Stored entries:
● ● ●
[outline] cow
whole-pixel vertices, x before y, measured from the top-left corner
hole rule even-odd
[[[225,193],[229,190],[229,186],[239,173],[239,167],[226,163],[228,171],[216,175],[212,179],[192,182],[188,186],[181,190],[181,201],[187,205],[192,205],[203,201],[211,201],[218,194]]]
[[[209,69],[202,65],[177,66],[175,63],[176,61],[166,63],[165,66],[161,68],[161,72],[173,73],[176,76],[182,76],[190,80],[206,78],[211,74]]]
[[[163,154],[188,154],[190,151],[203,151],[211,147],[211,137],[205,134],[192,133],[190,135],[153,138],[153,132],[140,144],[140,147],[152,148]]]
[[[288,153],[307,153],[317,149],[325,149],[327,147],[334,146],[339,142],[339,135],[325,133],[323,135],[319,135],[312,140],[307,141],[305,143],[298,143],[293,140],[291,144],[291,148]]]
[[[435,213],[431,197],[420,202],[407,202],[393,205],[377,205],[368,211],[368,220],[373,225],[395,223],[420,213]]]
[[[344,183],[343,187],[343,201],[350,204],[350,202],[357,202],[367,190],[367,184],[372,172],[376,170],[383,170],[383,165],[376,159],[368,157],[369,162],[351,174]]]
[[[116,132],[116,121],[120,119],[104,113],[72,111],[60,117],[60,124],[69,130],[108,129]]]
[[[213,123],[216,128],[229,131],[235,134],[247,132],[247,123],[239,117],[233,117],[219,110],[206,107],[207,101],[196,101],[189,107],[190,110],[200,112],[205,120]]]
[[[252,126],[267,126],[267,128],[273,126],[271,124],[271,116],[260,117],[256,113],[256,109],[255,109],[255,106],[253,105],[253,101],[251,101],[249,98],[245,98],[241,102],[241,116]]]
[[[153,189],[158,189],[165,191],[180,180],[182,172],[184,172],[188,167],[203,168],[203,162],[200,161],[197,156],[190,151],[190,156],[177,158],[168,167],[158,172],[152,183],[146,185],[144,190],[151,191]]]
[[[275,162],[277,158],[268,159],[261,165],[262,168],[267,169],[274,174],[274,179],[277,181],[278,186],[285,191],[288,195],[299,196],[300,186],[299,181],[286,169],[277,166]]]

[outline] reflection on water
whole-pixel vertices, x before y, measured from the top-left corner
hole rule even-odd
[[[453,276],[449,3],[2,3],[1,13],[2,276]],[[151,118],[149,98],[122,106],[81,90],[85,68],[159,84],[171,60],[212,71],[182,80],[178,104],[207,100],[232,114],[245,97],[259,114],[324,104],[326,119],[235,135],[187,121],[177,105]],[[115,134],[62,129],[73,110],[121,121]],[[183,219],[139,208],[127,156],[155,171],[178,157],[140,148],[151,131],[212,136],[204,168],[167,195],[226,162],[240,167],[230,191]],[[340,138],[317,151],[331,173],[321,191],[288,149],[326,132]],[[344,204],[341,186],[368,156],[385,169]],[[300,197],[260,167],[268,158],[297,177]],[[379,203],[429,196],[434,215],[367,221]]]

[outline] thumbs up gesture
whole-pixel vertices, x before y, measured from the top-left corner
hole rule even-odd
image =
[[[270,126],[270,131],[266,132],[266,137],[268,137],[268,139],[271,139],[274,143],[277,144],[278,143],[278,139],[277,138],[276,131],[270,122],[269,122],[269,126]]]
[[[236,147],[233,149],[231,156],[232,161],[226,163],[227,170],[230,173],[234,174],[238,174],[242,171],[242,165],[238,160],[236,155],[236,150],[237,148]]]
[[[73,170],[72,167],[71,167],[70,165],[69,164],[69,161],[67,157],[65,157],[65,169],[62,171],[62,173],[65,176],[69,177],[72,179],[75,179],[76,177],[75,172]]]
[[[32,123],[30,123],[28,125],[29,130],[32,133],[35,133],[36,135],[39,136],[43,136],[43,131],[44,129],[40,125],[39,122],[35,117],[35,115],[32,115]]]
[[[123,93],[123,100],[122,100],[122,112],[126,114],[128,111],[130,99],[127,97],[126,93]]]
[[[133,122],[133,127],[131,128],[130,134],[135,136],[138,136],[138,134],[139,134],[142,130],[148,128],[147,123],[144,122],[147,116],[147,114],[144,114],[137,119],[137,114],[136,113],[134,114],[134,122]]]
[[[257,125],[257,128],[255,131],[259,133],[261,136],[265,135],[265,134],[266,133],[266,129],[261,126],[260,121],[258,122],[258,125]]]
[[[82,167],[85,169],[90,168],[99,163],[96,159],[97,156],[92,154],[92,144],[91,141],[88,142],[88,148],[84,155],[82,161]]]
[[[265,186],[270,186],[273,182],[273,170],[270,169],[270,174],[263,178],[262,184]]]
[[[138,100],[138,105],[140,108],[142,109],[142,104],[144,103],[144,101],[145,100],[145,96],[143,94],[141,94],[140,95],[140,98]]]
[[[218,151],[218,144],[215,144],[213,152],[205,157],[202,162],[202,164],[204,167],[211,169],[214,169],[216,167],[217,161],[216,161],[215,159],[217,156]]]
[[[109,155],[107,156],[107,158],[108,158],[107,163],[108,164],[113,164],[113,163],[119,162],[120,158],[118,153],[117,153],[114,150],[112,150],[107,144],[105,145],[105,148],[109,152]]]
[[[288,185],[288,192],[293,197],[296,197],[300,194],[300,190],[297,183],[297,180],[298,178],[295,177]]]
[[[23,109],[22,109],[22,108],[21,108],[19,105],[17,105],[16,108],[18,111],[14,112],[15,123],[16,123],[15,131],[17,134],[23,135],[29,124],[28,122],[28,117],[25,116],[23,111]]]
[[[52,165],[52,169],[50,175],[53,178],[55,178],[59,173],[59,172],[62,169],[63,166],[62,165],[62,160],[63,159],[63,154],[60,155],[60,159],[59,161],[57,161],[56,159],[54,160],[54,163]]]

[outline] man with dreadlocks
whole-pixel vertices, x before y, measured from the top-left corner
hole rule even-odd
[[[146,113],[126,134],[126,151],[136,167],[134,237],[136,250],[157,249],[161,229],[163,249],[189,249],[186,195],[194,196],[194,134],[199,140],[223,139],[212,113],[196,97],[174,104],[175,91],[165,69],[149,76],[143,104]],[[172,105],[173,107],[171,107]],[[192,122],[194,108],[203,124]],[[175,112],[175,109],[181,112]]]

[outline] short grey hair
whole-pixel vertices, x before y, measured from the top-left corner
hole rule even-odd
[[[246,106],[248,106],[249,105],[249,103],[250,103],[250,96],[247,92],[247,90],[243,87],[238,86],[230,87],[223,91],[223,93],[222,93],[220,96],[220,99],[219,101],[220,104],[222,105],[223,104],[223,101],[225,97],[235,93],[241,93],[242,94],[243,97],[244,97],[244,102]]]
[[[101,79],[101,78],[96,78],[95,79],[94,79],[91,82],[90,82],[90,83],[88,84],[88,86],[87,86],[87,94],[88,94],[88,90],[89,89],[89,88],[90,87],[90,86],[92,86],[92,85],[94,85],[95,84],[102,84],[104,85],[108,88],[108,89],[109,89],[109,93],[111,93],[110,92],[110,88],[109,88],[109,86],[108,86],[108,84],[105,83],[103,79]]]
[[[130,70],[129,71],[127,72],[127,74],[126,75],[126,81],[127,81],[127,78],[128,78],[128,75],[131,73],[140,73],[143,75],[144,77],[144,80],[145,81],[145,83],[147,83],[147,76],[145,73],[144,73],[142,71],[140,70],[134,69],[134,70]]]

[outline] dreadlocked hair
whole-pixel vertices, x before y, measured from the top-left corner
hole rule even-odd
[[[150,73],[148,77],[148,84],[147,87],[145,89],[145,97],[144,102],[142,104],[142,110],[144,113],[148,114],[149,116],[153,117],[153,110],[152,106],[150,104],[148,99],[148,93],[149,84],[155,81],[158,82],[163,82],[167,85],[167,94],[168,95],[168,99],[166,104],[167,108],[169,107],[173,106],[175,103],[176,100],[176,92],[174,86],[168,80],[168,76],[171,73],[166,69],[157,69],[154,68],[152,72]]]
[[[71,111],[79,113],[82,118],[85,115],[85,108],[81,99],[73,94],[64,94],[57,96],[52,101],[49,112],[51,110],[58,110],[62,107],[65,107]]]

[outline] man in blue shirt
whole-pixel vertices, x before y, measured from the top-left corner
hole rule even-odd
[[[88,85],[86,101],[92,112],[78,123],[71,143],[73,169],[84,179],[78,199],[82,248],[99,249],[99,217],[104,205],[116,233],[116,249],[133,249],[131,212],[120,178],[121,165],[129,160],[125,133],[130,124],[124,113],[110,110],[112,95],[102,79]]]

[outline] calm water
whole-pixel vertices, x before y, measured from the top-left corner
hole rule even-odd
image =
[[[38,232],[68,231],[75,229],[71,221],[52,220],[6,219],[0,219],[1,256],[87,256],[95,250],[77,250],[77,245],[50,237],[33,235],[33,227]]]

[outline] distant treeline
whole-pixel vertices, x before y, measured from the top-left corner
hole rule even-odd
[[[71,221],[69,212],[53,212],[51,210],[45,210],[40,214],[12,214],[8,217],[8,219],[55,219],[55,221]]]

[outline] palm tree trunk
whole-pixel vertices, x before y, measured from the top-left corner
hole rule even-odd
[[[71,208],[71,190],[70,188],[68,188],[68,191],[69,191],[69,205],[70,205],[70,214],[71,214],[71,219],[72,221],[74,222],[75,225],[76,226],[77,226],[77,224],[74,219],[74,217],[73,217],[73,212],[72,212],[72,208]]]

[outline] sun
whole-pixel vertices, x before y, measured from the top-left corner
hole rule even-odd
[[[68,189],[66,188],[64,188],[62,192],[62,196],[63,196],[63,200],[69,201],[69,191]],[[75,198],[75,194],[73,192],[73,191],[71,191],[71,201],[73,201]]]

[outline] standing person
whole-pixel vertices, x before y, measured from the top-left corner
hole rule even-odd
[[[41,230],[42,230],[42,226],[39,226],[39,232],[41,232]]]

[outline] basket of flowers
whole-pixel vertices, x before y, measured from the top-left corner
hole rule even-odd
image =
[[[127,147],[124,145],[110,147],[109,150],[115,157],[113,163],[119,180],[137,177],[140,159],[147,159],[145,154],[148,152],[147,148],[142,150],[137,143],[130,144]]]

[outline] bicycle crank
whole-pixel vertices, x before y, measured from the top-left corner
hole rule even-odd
● ● ●
EXERCISE TASK:
Update everything from the line "[outline] sun" down to the end of the material by replacing "whole-pixel vertices" with "integer vertices". Leave everything else unchanged.

RESPONSE TO THE TASK:
[outline] sun
integer vertices, x before y, measured from the top-left corner
hole rule even-odd
[[[68,189],[66,188],[64,188],[62,192],[62,196],[63,196],[63,200],[69,201],[69,191]],[[75,198],[75,194],[73,192],[73,191],[71,191],[71,201],[73,201]]]

[outline] standing person
integer vertices, x before y, measured from the top-left corner
hole rule even-odd
[[[41,230],[42,230],[42,226],[39,226],[39,232],[41,232]]]

[outline] basket of flowers
integer vertices, x before y, measured from the top-left corner
hole rule even-odd
image =
[[[127,147],[124,145],[110,147],[109,150],[115,157],[113,163],[119,180],[137,177],[140,159],[147,159],[145,154],[148,152],[147,148],[142,150],[137,143],[130,144]]]

[outline] bicycle crank
integer vertices, x before y, measured from the top-left corner
hole rule even-odd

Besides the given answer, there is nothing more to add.